TASK INSTRUCTIONS
Begin with the line that holds "In this picture, where can the coat" and repeat each line after it exactly, ending with the last line of the listing.

(SUPPLIED ENTRIES begins)

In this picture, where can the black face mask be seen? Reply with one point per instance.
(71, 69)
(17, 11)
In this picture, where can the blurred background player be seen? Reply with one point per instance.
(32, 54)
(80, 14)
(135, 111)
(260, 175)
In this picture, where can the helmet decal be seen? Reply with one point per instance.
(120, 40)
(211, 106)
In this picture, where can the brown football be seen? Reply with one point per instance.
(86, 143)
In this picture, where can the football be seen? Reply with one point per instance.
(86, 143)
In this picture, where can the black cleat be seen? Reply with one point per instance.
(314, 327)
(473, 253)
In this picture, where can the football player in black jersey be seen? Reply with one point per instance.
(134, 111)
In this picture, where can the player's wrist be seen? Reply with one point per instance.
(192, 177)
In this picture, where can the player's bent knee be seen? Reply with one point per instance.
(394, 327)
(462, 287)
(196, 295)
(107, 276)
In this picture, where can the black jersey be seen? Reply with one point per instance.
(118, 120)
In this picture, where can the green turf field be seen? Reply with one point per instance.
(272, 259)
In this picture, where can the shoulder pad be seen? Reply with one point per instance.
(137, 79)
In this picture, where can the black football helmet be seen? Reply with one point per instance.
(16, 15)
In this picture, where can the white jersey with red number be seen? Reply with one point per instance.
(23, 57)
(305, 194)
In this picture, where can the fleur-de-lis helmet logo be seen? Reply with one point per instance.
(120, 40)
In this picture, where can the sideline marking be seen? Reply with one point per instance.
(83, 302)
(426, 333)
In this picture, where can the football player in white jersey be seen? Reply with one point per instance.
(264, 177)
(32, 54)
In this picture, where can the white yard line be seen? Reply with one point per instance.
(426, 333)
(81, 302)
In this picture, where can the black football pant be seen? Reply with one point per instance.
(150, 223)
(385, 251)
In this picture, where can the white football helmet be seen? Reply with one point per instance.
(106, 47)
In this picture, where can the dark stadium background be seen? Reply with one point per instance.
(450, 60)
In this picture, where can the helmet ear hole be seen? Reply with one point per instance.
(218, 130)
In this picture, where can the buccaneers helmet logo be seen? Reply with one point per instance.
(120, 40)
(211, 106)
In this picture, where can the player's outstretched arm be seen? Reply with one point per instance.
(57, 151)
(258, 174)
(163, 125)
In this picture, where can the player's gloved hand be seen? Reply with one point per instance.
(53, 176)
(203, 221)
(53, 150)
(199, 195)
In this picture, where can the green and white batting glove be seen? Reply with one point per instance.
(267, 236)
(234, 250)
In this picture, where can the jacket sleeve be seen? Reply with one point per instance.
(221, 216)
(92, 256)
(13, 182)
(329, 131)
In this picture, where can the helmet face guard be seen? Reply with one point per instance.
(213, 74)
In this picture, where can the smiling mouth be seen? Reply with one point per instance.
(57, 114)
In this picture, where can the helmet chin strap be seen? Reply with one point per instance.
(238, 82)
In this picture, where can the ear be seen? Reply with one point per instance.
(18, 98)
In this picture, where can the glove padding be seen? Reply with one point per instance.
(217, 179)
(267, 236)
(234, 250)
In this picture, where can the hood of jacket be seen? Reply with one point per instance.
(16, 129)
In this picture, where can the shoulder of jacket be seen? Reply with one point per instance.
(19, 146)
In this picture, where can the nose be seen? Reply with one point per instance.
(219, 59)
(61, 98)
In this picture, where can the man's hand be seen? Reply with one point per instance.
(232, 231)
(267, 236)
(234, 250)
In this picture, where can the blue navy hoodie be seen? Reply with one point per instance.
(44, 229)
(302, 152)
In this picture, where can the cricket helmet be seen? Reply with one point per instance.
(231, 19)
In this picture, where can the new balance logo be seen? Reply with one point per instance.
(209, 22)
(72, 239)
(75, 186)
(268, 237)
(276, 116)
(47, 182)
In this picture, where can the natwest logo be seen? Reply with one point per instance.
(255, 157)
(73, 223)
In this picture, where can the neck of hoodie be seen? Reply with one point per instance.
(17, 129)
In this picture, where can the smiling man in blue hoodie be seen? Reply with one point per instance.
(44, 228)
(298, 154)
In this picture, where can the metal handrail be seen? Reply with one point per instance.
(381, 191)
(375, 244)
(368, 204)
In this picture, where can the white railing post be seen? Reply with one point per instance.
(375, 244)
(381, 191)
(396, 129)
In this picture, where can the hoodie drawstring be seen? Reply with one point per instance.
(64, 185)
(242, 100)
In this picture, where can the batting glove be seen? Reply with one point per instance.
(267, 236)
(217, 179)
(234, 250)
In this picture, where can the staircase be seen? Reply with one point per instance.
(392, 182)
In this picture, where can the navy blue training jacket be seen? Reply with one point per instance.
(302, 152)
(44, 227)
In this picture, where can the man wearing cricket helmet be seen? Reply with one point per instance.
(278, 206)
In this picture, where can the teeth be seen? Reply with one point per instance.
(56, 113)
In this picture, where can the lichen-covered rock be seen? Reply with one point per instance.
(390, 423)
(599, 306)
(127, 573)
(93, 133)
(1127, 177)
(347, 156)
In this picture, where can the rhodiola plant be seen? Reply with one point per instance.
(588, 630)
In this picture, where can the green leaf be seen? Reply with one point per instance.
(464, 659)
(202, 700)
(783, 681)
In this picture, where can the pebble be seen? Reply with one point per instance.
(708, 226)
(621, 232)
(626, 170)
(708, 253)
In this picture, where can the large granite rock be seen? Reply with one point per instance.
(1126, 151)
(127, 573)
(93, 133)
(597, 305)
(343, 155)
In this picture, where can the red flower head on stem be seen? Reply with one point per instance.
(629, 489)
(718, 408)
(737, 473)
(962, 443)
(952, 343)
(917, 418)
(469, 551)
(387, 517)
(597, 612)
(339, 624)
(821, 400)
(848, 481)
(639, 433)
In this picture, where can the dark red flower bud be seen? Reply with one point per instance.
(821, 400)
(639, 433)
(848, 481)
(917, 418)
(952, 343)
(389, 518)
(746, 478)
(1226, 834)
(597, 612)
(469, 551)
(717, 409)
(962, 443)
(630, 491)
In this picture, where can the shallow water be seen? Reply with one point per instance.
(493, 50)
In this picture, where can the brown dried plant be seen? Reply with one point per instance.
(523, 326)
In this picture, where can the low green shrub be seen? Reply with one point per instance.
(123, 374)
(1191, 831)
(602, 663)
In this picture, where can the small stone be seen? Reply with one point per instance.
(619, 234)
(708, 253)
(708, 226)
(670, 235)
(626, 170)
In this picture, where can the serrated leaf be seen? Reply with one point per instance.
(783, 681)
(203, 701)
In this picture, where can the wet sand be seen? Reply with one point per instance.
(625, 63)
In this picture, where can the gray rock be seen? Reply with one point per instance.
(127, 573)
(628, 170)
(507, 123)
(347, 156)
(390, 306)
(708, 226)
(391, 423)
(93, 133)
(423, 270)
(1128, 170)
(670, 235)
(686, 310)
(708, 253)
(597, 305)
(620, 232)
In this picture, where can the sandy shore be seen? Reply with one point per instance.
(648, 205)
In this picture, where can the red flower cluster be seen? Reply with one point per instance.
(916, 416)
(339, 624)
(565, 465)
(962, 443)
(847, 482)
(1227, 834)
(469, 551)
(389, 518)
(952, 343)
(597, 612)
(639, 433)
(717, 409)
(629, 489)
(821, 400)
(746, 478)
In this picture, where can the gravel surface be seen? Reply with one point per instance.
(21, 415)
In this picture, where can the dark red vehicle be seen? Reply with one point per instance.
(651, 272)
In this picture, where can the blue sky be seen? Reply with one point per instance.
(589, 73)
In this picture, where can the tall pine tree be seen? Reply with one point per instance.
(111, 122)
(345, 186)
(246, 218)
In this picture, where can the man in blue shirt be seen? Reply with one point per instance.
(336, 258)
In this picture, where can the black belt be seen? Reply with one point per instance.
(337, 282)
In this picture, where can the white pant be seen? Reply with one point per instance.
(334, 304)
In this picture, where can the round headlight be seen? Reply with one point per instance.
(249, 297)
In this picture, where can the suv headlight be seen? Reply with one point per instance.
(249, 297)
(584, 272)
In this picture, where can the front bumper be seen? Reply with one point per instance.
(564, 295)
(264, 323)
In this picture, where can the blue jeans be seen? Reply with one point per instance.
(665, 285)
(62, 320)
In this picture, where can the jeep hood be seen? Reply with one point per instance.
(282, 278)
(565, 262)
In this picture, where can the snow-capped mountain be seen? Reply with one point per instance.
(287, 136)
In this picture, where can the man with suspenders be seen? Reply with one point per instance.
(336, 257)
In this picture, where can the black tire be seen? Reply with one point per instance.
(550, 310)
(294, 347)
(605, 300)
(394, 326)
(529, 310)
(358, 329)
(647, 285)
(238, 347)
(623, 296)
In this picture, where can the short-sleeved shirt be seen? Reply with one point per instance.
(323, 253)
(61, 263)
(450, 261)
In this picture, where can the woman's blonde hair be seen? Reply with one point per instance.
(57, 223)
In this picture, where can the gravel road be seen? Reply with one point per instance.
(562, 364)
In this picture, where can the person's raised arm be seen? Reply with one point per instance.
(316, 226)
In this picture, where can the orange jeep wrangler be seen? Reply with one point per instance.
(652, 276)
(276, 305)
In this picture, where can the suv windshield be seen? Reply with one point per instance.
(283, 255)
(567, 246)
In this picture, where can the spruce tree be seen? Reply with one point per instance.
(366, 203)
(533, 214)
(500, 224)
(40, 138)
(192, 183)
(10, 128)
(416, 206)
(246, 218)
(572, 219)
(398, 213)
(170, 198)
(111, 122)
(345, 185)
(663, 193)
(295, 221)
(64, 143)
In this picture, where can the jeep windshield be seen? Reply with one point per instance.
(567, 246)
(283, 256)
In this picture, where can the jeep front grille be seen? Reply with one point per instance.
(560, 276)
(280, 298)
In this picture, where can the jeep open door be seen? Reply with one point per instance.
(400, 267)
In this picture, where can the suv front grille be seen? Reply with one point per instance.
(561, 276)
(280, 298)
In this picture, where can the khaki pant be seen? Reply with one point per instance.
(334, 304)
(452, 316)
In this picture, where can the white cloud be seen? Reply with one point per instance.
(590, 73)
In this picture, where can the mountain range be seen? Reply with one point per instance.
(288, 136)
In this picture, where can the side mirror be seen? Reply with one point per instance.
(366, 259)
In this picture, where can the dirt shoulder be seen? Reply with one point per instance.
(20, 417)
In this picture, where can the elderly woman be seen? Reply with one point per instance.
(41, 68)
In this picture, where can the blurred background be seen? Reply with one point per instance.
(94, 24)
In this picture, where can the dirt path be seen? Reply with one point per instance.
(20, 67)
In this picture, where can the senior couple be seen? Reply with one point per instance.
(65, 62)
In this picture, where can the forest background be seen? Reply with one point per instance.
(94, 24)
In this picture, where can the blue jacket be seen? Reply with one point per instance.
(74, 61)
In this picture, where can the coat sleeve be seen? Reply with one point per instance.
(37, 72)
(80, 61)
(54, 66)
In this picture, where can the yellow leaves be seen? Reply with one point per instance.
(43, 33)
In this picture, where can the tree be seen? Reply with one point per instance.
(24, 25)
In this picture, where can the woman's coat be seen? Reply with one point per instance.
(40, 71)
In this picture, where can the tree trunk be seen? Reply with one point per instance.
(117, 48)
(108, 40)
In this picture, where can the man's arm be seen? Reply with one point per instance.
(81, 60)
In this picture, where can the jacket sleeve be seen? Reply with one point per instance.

(SUPPLIED ENTRIES ends)

RESULT BELOW
In this picture, where can the coat sleeve be seen? Reply with one point per instance.
(37, 72)
(80, 61)
(54, 66)
In this picture, where can the yellow leaves be seen? Reply with one point per instance.
(43, 33)
In this picture, where can the tree be seen? Reply with one point per instance.
(24, 25)
In this picture, where can the woman's coat be seen? Reply with one point per instance.
(40, 71)
In this picture, where can the tree trunk be seen? Reply with one point per instance.
(117, 48)
(108, 40)
In this picture, where can the man's arm be seen? Reply with one point per instance.
(81, 60)
In this picture, where can the jacket sleeve be seen? Reply with one point per instance.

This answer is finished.